▶ **Exercise requirements**:
Rewrite the items starting at the line that contains "of the painted" and ending at the line that contains "[(85, 38), (349, 96)]", replacing "crosswalk stripe" with "crosswalk marking" and leaving everything else unchanged. Return only those lines.

▶ **Supplied information**:

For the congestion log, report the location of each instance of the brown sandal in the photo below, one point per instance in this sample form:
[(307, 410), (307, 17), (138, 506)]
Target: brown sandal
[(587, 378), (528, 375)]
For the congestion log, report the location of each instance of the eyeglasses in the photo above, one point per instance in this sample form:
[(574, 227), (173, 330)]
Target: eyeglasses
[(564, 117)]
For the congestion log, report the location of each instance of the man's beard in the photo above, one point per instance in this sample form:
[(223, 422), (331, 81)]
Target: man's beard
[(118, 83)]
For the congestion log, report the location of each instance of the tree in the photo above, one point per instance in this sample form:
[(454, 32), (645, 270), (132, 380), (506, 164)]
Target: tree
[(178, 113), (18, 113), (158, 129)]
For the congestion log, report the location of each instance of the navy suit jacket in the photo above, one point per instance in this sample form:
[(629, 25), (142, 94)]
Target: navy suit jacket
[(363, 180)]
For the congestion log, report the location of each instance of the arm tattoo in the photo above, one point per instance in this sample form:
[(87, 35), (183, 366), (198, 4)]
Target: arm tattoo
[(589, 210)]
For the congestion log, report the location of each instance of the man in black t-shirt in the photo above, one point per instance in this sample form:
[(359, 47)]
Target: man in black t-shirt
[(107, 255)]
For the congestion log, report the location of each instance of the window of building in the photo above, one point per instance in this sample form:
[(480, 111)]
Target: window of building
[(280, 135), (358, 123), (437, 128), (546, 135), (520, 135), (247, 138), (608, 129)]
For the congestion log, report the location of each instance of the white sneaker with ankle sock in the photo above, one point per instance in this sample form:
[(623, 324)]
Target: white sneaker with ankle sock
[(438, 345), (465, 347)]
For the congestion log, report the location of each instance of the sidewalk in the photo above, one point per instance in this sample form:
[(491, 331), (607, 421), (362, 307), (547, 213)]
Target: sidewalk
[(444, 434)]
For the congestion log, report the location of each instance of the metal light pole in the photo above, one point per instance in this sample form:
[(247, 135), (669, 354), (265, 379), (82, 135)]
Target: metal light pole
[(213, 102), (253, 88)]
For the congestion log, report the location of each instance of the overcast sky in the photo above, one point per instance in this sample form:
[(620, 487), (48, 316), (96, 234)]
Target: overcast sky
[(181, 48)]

---

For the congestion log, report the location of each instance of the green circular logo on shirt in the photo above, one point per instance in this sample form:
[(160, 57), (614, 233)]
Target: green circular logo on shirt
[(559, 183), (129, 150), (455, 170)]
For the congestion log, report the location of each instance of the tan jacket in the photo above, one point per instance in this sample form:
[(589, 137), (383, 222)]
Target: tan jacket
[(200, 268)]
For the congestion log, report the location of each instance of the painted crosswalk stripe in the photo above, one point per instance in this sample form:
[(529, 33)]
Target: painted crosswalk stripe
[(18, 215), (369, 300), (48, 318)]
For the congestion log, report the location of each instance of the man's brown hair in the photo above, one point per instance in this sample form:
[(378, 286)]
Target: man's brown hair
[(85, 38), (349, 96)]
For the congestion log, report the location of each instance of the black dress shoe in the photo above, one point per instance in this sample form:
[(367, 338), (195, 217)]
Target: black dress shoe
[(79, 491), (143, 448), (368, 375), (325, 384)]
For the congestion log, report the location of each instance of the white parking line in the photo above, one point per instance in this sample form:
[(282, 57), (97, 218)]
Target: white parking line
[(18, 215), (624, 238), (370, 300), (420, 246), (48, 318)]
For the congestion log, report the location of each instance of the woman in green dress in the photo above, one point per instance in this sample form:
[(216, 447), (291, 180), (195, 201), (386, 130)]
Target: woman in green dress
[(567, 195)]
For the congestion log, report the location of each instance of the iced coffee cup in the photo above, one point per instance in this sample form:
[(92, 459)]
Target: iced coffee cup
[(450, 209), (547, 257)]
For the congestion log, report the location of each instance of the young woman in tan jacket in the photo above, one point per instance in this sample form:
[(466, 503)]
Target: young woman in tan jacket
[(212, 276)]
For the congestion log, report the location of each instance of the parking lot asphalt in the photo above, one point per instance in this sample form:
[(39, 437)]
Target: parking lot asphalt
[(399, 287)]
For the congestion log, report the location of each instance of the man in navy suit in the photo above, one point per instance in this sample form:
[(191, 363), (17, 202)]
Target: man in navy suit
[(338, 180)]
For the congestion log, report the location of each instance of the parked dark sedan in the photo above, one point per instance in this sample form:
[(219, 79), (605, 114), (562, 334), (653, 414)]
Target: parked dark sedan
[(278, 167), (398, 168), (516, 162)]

* * *

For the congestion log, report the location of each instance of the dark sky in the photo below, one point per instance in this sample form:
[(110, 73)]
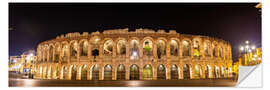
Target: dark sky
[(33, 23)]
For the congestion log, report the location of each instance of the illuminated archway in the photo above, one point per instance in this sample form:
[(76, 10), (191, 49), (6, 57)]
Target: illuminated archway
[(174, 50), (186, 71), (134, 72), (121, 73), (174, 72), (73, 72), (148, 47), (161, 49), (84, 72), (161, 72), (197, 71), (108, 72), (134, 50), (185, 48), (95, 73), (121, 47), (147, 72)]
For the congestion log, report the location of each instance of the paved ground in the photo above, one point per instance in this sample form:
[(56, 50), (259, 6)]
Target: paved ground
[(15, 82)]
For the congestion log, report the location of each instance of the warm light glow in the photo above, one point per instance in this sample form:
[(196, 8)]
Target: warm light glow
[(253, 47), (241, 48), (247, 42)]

▶ **Exercise output**:
For the congestion log, report the location of each instance of the painted crosswalk marking in the photo above, one point per instance in this sample form:
[(529, 33)]
Target: painted crosswalk marking
[(18, 215), (369, 300), (48, 318)]
For the congestion log, report the location of each instance of the man's brown hair in the photo above, one point per instance in this sample form:
[(378, 286)]
Target: man's brown hair
[(85, 38), (349, 96)]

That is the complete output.